▶ _Information supplied_:
%%
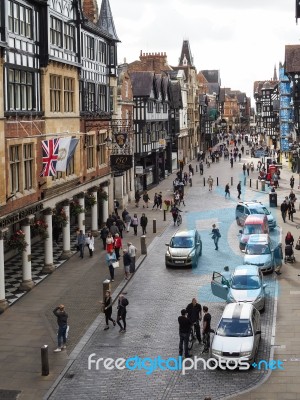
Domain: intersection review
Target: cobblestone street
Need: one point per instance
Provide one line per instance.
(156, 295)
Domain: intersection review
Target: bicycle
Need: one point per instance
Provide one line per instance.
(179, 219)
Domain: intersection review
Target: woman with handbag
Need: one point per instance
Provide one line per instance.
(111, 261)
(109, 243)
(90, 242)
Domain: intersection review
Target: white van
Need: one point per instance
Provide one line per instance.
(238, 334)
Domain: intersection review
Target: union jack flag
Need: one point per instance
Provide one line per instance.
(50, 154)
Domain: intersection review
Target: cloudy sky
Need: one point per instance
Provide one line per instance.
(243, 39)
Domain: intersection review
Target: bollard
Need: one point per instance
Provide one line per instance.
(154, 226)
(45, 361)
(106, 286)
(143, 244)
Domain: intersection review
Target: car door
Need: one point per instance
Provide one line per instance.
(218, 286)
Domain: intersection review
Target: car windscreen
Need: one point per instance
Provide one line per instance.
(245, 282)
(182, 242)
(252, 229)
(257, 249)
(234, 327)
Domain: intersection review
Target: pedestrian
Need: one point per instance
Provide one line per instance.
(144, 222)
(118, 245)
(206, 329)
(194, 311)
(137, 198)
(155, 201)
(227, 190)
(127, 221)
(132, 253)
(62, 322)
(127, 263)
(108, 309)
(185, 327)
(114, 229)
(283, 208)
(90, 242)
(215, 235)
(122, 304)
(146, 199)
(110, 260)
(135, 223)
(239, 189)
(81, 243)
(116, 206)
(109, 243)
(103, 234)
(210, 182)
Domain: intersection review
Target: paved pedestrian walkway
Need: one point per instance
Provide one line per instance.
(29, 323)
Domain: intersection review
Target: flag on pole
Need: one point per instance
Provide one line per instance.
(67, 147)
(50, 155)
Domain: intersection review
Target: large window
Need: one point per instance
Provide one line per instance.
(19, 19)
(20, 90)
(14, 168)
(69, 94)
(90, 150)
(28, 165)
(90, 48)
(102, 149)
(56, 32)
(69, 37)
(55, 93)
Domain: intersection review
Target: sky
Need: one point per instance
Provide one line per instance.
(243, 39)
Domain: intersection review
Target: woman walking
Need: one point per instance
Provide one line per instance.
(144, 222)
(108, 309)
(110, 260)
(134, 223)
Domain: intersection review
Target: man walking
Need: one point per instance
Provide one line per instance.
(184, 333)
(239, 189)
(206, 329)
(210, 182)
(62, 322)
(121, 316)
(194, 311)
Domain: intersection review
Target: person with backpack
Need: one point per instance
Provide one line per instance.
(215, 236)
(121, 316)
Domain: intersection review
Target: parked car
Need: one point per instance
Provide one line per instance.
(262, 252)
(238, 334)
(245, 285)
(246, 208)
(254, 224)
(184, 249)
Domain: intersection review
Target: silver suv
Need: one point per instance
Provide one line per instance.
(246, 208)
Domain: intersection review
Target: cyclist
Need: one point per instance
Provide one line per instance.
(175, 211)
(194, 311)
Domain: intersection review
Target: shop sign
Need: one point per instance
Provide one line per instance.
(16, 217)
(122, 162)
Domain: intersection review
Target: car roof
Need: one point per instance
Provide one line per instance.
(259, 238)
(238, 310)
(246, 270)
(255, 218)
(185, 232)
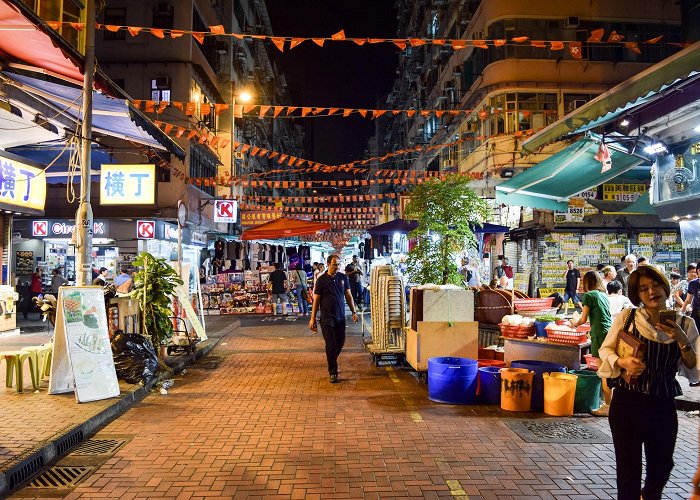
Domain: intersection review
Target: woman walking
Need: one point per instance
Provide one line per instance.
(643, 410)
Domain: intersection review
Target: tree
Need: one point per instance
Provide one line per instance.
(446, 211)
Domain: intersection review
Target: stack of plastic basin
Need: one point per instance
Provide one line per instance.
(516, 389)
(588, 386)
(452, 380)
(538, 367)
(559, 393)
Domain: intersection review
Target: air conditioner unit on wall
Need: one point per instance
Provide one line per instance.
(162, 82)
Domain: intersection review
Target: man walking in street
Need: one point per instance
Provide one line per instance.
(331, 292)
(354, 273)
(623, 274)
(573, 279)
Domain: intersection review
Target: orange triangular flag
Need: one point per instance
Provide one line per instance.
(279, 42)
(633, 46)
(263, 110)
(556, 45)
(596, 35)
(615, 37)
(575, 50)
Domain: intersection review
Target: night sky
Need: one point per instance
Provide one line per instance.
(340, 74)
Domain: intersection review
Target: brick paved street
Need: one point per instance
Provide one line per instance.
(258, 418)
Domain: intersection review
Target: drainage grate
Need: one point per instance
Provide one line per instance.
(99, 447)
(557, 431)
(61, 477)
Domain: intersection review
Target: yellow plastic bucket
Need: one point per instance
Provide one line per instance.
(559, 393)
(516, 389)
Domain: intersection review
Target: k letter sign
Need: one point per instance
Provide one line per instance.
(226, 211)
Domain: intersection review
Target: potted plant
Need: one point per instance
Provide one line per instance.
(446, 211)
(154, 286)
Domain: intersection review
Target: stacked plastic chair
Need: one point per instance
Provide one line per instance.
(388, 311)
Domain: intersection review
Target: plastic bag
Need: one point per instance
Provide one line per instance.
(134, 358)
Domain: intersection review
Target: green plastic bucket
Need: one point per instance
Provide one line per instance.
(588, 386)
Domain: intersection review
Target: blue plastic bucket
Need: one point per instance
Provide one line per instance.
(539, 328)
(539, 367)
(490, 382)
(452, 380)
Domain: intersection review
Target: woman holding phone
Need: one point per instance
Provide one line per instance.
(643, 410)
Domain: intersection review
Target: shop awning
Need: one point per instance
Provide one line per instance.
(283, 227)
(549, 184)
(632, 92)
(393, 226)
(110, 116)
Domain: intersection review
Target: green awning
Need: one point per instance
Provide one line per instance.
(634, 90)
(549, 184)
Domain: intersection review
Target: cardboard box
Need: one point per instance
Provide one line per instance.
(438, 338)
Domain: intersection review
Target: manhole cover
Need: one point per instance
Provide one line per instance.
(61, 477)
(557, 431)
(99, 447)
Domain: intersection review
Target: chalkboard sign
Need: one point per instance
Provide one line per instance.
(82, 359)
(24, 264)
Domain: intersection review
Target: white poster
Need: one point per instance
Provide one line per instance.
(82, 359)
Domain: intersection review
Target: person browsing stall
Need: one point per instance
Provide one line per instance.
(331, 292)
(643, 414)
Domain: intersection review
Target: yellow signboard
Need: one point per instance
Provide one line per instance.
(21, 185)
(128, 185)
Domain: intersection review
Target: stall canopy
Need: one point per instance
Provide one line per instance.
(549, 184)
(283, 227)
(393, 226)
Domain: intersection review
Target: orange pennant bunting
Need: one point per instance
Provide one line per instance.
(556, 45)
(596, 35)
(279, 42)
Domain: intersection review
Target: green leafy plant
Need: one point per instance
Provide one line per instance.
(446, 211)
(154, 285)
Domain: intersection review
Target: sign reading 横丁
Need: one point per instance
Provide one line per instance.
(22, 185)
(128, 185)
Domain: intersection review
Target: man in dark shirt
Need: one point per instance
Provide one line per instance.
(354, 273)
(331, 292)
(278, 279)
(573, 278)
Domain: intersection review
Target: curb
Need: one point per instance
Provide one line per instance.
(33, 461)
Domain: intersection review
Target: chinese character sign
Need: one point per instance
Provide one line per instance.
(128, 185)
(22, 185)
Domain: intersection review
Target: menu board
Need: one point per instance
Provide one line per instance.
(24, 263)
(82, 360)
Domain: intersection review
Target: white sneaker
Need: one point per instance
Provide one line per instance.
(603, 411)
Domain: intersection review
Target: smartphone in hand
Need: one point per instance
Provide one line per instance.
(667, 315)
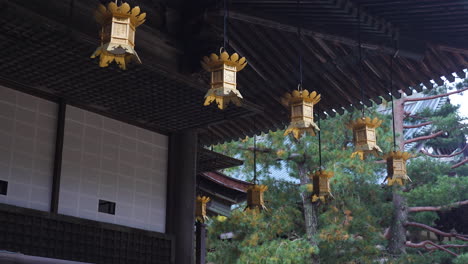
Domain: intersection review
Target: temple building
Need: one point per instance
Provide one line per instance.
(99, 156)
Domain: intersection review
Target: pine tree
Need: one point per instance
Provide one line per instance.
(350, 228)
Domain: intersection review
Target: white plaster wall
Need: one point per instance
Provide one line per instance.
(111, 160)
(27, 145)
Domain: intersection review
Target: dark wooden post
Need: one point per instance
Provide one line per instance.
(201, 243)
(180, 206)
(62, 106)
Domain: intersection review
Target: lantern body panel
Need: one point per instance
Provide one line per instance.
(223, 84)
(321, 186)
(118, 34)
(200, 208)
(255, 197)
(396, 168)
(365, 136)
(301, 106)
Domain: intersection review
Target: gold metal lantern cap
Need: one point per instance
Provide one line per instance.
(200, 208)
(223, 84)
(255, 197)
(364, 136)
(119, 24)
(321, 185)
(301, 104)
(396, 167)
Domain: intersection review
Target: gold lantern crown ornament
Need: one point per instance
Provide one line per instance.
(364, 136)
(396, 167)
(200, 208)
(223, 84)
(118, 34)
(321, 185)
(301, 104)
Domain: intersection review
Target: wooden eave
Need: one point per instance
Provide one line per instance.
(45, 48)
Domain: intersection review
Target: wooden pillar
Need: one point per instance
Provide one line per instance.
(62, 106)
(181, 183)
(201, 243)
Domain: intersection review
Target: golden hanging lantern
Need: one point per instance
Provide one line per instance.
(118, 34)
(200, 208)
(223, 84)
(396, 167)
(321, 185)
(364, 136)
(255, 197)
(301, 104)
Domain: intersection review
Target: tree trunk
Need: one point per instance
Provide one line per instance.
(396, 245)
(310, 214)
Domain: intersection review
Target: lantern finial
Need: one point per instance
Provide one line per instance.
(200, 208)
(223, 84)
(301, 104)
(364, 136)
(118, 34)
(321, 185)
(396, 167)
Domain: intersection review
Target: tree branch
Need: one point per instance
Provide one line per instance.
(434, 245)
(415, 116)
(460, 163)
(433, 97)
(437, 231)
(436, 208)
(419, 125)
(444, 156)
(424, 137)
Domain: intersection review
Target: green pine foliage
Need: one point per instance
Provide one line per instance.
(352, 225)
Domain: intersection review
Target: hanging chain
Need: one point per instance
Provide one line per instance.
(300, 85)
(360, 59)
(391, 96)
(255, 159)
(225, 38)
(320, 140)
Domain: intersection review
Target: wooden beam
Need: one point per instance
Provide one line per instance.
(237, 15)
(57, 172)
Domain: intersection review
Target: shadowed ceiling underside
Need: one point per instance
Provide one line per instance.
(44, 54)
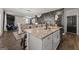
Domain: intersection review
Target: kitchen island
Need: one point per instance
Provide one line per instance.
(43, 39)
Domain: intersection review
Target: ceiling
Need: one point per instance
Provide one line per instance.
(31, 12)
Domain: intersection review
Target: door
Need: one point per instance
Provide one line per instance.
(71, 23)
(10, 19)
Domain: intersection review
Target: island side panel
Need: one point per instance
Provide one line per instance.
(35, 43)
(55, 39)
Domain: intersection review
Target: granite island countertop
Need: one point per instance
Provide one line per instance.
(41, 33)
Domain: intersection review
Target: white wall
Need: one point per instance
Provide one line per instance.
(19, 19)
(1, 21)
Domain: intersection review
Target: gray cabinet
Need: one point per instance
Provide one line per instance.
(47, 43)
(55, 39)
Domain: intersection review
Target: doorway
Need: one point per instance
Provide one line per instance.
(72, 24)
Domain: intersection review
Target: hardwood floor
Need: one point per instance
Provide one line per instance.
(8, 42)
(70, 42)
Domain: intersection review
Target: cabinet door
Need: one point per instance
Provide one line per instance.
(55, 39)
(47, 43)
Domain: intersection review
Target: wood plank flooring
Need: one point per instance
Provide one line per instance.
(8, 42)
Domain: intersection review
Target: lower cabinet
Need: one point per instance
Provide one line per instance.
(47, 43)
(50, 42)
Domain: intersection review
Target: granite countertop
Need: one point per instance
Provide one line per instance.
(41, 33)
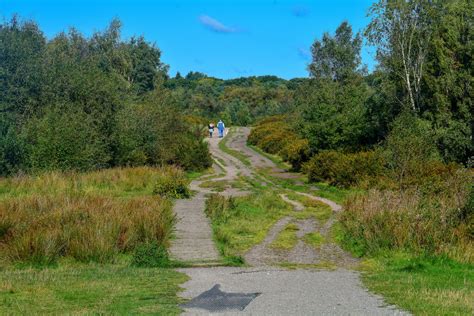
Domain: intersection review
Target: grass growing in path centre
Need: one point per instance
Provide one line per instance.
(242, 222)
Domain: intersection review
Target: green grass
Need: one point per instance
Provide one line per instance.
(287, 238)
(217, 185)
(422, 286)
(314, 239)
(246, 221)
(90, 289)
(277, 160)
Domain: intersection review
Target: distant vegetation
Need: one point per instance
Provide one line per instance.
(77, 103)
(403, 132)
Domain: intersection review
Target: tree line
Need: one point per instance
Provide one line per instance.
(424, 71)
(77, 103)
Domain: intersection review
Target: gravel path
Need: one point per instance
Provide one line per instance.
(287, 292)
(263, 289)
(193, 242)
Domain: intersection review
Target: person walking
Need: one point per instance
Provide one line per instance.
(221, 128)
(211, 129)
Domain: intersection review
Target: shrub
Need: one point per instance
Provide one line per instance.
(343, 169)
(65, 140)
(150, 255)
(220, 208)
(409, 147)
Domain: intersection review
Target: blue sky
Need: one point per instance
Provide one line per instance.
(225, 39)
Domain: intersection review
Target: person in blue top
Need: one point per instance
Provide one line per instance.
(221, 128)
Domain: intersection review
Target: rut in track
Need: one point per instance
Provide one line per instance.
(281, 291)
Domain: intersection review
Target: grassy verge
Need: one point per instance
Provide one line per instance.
%%
▶ _Written problem_: Please extract every line in the entries above that contains the string "bucket". Treat uppercase and lowercase letters as different.

▶ _Task result_:
Target: yellow plastic bucket
Target: green plastic bucket
Target: blue plastic bucket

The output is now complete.